### TASK DESCRIPTION
Reproduce the following material exactly, including every line.

### DATA EXCERPTS
———
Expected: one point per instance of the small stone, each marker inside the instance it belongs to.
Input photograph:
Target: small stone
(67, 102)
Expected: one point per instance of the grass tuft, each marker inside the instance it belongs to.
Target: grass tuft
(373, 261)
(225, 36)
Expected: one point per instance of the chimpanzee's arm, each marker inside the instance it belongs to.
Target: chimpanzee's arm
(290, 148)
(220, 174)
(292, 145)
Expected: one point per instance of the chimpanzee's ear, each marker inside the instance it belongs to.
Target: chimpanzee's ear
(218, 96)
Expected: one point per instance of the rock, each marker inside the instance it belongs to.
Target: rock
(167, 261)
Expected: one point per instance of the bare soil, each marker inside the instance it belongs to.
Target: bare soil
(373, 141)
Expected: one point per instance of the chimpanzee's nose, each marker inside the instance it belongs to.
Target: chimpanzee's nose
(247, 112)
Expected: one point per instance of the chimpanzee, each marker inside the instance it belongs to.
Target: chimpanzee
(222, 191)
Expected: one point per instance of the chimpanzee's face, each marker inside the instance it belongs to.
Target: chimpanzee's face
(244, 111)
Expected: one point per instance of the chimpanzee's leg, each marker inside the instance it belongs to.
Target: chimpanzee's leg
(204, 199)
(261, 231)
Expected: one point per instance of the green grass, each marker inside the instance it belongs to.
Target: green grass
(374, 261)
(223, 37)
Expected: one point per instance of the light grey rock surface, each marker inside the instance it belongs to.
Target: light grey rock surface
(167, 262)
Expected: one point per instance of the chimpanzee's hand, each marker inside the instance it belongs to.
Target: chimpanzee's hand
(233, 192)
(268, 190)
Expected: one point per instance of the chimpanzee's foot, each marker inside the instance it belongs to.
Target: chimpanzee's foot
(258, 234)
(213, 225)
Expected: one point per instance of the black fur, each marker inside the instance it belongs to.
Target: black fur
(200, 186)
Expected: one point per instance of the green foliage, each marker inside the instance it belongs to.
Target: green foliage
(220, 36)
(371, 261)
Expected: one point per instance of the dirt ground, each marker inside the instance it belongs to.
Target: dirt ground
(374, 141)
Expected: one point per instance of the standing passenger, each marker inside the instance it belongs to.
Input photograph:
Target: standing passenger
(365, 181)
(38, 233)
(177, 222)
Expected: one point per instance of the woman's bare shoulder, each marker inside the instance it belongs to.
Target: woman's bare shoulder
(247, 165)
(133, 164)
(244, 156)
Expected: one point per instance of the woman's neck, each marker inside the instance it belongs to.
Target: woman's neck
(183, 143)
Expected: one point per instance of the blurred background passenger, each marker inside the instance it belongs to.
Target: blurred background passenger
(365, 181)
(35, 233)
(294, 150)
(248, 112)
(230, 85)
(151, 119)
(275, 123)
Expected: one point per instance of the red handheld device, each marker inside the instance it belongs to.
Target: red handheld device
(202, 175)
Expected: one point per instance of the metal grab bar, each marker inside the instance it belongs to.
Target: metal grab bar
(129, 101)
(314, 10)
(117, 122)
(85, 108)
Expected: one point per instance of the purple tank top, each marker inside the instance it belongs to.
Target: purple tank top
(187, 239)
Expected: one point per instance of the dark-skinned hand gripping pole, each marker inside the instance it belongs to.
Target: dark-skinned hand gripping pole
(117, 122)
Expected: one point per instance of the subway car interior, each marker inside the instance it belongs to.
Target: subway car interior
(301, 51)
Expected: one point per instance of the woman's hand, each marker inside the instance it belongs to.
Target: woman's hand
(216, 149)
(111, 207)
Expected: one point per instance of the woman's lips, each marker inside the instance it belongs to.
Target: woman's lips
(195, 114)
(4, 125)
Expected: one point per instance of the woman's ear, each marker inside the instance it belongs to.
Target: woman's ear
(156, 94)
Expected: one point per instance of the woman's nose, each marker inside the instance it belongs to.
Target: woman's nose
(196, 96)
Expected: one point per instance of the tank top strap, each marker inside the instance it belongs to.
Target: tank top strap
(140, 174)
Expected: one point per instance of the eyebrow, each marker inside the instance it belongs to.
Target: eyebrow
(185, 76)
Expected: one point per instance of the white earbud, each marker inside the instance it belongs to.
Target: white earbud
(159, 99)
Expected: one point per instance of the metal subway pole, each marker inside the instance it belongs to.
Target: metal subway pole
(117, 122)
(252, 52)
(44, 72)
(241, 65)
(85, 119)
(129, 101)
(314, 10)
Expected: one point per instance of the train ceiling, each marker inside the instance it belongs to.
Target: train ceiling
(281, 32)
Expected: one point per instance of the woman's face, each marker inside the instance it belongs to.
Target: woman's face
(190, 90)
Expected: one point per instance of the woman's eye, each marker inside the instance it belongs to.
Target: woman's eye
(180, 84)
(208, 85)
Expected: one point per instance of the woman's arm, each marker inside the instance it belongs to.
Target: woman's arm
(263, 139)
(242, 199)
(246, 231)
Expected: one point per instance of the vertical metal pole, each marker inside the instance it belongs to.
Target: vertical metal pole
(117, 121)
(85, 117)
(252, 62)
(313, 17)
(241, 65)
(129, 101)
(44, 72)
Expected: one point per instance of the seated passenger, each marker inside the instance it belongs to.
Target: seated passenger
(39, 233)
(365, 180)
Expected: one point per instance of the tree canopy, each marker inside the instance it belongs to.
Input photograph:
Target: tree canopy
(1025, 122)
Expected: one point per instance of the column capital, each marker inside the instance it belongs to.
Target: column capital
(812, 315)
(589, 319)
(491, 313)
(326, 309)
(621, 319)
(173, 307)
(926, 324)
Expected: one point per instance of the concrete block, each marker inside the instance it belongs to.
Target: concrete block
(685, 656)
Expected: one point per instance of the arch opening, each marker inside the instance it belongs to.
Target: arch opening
———
### EXPECTED OUTPUT
Expected: one point per instance of the small stone, each marker inside the instance it belongs to.
Input photograph:
Target: small stone
(67, 102)
Expected: one point per instance of the grass tuft, each marker inside the instance it belongs to.
Target: grass tuft
(373, 261)
(225, 36)
Expected: one point per instance of the chimpanzee's arm, each marker inside the instance it belongs to.
Target: chimpanzee's arm
(290, 148)
(220, 174)
(292, 145)
Expected: one point per instance of the chimpanzee's ear, each marker inside the instance it belongs to.
Target: chimpanzee's ear
(218, 96)
Expected: one point per instance of the rock, each marker inside the instance it belongs to.
Target: rock
(167, 261)
Expected: one point per instance of the bare soil, each marker inside the instance it belongs to.
Target: bare soil
(373, 141)
Expected: one point per instance of the chimpanzee's nose, each marker inside the instance it belongs to.
Target: chimpanzee's nose
(247, 112)
Expected: one point per instance of the chimpanzee, each marker inside the instance it belongs to.
Target: chimpanzee
(222, 191)
Expected: one point per instance of the chimpanzee's face, each marker inside the instance it belongs to.
Target: chimpanzee's face
(244, 111)
Expected: one point per instance of the chimpanzee's leg, each marker inside the instance it belongs to.
Target: chimpanzee's leg
(204, 199)
(261, 231)
Expected: one point per instance of the green grass, each marker inside the instance it belongs to.
Target: green grass
(374, 261)
(223, 37)
Expected: one point per instance of the light grey rock surface, each marker inside the instance it belongs to.
Target: light grey rock surface
(167, 262)
Expected: one point per instance of the chimpanzee's hand, each marker inside the instance it belongs to.
Target: chimpanzee's hand
(233, 192)
(268, 190)
Expected: one point per instance of the chimpanzee's foot, each marker inside the instance it belongs to.
Target: chimpanzee's foot
(258, 234)
(213, 225)
Expected: one point per instance of the black fur, each marker inside the instance it belongs to.
Target: black fur
(200, 186)
Expected: one point per instance of the green foliage, each marker inside the instance it belongs to.
Target: green foliage
(220, 36)
(371, 261)
Expected: one point per instance of the dirt ground, each marker inside the instance it belongs to.
Target: dirt ground
(374, 141)
Expected: one point per instance of the standing passenger, each marker inside the instance it belongs to.
Input photograph:
Target: standing passenger
(365, 181)
(38, 233)
(177, 222)
Expected: one point per instance of the woman's bare shoulder, each marker inside the instance it belongs to.
Target: woman's bare shoulder
(247, 165)
(133, 164)
(244, 156)
Expected: one point per instance of the woman's neck, each marker inside the instance it belongs to.
Target: woman's neck
(183, 143)
Expected: one point per instance of the blurred background passenger, each marker inside the instance it belongs to.
Target: blurred background passenger
(365, 181)
(35, 233)
(294, 150)
(248, 112)
(230, 85)
(151, 119)
(275, 123)
Expected: one point per instance of the red handheld device, each marker inside the instance it belongs to.
Target: red handheld device
(202, 175)
Expected: one point per instance of the metal grab bar, each marker inside the instance it belongs to.
Target: metal grab bar
(129, 101)
(314, 10)
(117, 122)
(85, 108)
Expected: one point per instance of the purple tank top, each marker inside the instance it belongs to.
Target: purple tank top
(187, 239)
Expected: one point per instance of the dark-skinned hand gripping pole, each marker inside the instance it belongs to.
Target: dark-skinned hand gripping pole
(117, 122)
Expected: one point per instance of the subway car interior, each marker inside the instance it belongs to.
Target: subway car interior
(301, 51)
Expected: one point per instance of the woman's hand, each marker inside the instance it belongs to.
Target: woman's hand
(216, 149)
(111, 207)
Expected: one point per instance of the woman's lips, each marker inside the instance it belongs to.
Target: woman's lips
(195, 114)
(4, 125)
Expected: one point per instance of the woman's ear, each marker inside the instance it belongs to.
Target: woman's ear
(156, 94)
Expected: one point per instance of the woman's nose, each marker inside the instance it belongs to.
Target: woman's nose
(196, 96)
Expected: one point per instance of the tank top strap, each marker inside the instance it belongs to.
Target: tank top strap
(140, 174)
Expected: one point per instance of the eyebrow, each marker inside the instance it belongs to.
Target: eyebrow
(185, 76)
Expected: one point per instance of the white earbud, each marker inside the instance it belongs to.
Target: white earbud
(159, 99)
Expected: one point per instance of the metal subway pole, each marker inside the instance it belongs to.
Target: metal subway pole
(117, 122)
(252, 52)
(44, 72)
(241, 65)
(85, 119)
(129, 101)
(314, 10)
Expected: one point per instance of the train ceiling, each marker inside the instance it belongs to.
Target: train ceiling
(281, 32)
Expected: one point per instance of the woman's face, each marker inside the instance it belongs to.
Target: woman's face
(190, 90)
Expected: one point per instance of the woman's eye, each marker inside the instance it belongs to.
Target: woman's eye
(180, 84)
(208, 85)
Expected: one point per instance of the woman's arm, each marker inside the instance it belongs to.
Target: woman's arm
(263, 139)
(242, 199)
(246, 231)
Expected: one point per instance of the vertical metal pole, each marker inside the instance it belongs to.
Target: vertical metal pole
(117, 121)
(85, 117)
(252, 62)
(313, 17)
(241, 65)
(129, 101)
(44, 72)
Expected: one point per instance of the seated passenger, each marker inside the instance it belongs to.
Target: seated passenger
(39, 233)
(365, 180)
Expected: one point per instance of the tree canopy, each marker inside the instance it belongs to.
Input photograph:
Target: tree canopy
(1025, 122)
Expected: one point per instance of the column capital, each marker inside the instance it belongs to.
Target: column capital
(812, 315)
(589, 319)
(491, 313)
(326, 309)
(621, 319)
(173, 307)
(926, 324)
Expected: one point per instance of the concrete block, each marker inside the instance it belongs to.
Target: concrete block
(685, 656)
Expected: one point per instance of the arch opening, each marker inside the instance it belongs to.
Target: arch opening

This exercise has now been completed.